Teks bacaan
Kekacauan tersebut akhirnya memicu perang. Perang itu terjadi antara penduduk dataran tinggi Fiji yang masih berpegang pada cara-cara tradisional dan Inggris dengan Fiji dan sekutu Kristen kulit putih di pesisir.
Salah satu faksi tradisionalis bermarkas di Tavuni, yang berlokasi strategis di atas tikungan Sungai Sigatoka. Penggalian dan sejarah lisan menunjukkan bahwa seorang imigran Tonga menetap di Tavuni sekitar tahun 1800. Ia membangun rumah seorang kepala suku dan sekitar enam puluh bangunan lainnya di punggung bukit yang tinggi dan menikah dengan perempuan setempat.
Pada awal tahun 1870-an, penduduk desa di wilayah tersebut memihak suku dataran tinggi Kai Colo dalam perang gerilya. Mereka melawan pemerintah bersatu pertama Fiji yang dipimpin oleh raja Kristen Cakobau.
Pada tahun 1874, raja menyerahkan kendali atas Fiji kepada Kerajaan Inggris dan kemudian berlayar ke Sydney untuk merayakan aneksasi tersebut. Di sana dia dan pihak diplomatik terjangkit penyakit campak. Saat mereka kembali ke Fiji, virus menyebar dengan cepat ke populasi yang tidak memiliki kekebalan. Sekitar 40.000 penduduk asli Fiji tewas dalam epidemi yang mengerikan ini.
Sementara itu, tentara Inggris dan pasukan Cakobau melancarkan serangan brutal untuk mengalahkan Kai Colo dan sekutunya. Selama pertempuran tahun 1876, Tavuni dibakar dan para pemberontak melebur ke dataran tinggi. Setelah ditinggalkan, benteng yang kokoh itu dengan cepat berubah menjadi hutan lebat.
Penemuan yang tidak disengaja
“Semuanya adalah hutan,” kata Lanieta Laulau, yang tumbuh di sebuah desa dekat Tavuni. “Kami biasa datang ke sini untuk mengumpulkan kayu bakar, tapi kami tidak tahu apa-apa tentang masa lalunya.”
Pada tahun 1980-an, penduduk setempat membersihkan situs tersebut. Para arkeolog mengungkap puluhan fondasi rumah dan dinding pelindung yang mengelilingi lereng curam agar dapat diakses oleh wisatawan. Laulau termasuk di antara mereka yang membantu menebang semak belukar. Ia kini menjabat sebagai penjaga monumen bersejarah nasional, yang disewakan kepada pemerintah oleh suku setempat.

Petunjuk latihan
• a. Menurut teks tentang Tavuni, sekitar tahun berapa seorang imigran Tonga menetap di sana?
• b. Teruskan teks tentang Tavuni setelah kalimat terakhirnya.

Daftar baris
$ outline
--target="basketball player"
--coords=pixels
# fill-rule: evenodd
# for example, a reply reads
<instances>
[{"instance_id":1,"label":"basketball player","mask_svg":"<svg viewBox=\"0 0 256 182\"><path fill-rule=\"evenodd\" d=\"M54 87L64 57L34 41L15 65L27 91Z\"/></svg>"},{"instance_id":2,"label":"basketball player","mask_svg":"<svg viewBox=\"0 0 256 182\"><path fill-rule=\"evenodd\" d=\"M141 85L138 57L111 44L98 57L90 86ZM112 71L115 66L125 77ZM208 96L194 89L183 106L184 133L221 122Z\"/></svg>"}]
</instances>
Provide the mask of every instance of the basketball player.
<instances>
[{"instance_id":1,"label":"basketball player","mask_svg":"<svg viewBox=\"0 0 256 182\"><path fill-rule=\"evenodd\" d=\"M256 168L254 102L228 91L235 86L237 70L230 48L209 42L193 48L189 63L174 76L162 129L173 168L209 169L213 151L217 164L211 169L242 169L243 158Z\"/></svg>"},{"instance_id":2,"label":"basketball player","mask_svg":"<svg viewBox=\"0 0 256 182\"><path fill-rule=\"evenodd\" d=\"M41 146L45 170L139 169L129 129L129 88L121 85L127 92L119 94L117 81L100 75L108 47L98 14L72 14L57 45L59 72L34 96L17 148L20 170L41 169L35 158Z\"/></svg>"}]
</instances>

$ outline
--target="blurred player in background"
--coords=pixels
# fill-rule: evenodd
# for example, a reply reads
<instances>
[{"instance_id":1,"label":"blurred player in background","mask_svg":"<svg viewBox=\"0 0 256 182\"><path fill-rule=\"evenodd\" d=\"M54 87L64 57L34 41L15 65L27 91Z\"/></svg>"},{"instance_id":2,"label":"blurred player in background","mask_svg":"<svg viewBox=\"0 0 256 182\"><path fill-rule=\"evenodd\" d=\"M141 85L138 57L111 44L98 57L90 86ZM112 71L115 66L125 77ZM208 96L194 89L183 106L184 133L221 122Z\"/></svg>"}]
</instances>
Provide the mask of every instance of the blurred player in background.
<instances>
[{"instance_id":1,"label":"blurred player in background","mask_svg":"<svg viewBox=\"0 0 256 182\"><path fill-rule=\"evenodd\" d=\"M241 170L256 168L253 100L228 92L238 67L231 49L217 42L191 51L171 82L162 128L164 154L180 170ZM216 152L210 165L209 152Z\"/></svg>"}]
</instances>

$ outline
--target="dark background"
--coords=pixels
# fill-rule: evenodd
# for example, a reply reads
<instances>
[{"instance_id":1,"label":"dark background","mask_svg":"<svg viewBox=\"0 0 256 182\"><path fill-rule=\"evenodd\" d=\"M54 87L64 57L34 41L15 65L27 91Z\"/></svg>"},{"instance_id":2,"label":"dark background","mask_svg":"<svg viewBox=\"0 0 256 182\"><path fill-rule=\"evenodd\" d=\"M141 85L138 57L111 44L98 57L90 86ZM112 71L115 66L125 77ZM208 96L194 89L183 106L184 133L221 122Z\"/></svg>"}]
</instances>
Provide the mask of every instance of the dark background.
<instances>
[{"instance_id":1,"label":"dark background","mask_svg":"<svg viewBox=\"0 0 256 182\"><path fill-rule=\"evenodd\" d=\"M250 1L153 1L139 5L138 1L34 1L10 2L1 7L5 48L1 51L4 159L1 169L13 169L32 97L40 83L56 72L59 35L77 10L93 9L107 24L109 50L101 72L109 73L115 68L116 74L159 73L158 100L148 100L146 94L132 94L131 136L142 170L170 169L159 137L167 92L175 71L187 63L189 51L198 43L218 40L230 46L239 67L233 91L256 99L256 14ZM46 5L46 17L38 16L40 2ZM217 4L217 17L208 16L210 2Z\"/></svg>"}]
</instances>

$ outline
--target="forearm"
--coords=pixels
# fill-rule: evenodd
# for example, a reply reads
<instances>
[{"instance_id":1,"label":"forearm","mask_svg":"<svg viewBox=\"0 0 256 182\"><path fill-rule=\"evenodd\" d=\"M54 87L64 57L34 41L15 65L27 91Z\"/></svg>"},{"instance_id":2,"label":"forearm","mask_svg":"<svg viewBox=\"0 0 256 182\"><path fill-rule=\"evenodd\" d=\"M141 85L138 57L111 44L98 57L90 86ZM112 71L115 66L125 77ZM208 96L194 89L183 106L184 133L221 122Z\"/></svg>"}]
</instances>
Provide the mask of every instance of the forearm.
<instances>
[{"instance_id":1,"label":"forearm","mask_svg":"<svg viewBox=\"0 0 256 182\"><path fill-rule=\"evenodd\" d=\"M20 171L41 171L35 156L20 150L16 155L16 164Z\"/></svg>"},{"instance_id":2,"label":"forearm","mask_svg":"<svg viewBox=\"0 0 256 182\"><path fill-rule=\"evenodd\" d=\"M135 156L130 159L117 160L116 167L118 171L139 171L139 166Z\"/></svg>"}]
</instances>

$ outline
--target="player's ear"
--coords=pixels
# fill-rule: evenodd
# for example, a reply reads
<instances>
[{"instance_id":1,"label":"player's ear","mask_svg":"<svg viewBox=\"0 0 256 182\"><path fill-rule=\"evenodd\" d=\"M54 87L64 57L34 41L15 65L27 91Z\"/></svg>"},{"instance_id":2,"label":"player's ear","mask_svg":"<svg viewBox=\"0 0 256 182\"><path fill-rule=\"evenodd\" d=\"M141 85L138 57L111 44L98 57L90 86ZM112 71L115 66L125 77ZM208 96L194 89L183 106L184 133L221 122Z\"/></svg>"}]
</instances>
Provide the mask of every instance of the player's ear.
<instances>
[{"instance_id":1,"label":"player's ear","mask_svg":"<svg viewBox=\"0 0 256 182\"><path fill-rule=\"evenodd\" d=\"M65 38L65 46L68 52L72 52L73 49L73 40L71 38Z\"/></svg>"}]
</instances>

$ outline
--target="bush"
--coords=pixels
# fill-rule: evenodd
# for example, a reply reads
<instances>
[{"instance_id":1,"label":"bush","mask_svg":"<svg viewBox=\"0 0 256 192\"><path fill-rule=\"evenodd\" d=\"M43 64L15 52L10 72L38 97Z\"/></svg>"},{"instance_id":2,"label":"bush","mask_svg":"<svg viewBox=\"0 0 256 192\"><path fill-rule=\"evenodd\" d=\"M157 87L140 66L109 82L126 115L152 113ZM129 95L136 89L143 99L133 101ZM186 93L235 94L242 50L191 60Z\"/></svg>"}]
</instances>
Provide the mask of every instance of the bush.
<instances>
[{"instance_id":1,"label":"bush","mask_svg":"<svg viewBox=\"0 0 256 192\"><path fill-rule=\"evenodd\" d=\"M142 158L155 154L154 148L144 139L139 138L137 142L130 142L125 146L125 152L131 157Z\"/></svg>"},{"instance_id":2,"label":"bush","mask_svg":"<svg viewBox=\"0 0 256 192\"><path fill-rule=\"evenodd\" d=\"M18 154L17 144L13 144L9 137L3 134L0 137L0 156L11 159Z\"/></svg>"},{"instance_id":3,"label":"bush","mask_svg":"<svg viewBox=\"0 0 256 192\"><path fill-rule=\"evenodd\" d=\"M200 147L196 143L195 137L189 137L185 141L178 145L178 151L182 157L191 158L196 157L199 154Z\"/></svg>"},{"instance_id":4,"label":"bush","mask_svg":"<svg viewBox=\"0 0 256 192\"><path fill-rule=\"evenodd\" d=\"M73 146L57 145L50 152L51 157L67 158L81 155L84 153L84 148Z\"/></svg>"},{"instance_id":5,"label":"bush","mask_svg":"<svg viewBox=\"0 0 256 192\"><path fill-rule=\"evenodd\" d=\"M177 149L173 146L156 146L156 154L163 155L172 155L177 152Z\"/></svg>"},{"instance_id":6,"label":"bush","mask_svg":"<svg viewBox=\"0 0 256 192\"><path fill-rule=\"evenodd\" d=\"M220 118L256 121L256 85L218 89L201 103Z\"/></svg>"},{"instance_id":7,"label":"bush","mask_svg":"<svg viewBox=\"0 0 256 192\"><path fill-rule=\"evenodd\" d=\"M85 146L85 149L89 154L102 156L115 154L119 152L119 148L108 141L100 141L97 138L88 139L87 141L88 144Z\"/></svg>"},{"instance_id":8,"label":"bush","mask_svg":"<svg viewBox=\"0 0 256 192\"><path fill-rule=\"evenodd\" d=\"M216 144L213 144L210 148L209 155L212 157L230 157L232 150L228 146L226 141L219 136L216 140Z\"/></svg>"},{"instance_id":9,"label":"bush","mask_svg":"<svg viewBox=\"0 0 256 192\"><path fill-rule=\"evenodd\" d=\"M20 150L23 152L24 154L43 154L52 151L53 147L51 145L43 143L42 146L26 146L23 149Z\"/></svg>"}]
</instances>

Jawaban latihan
• a. Sekitar tahun 1800.

• b.
Pada bulan Februari, ketika kepala suku setempat meninggal, penduduk desa memilih untuk menguburkannya di titik tertinggi di Tavuni. Saat menggali kuburan, sejumlah besar sisa kerangka manusia muncul. “Ada tumpukan tulang,” kata Laulau kepada Lawler. “Ini bukanlah kuburan satu orang,” tambahnya. “Semuanya campur aduk.”
Laulau keberatan dengan keputusan penduduk desa untuk menggali kuburan di situs bersejarah. Namun ia bernegosiasi untuk menyimpan lusinan tulang untuk analisis ilmiah. Sisanya dikuburkan kembali. Pada kunjungannya di bulan Maret, dia mengambil kantong plastik bening dari kantornya di pusat pengunjung dan dengan hati-hati meletakkan tulang-tulang yang ditemukan di atas meja piknik di luar. Mereka termasuk tengkorak manusia, tulang rahang dengan gigi utuh, dan banyak tulang lengan dan kaki.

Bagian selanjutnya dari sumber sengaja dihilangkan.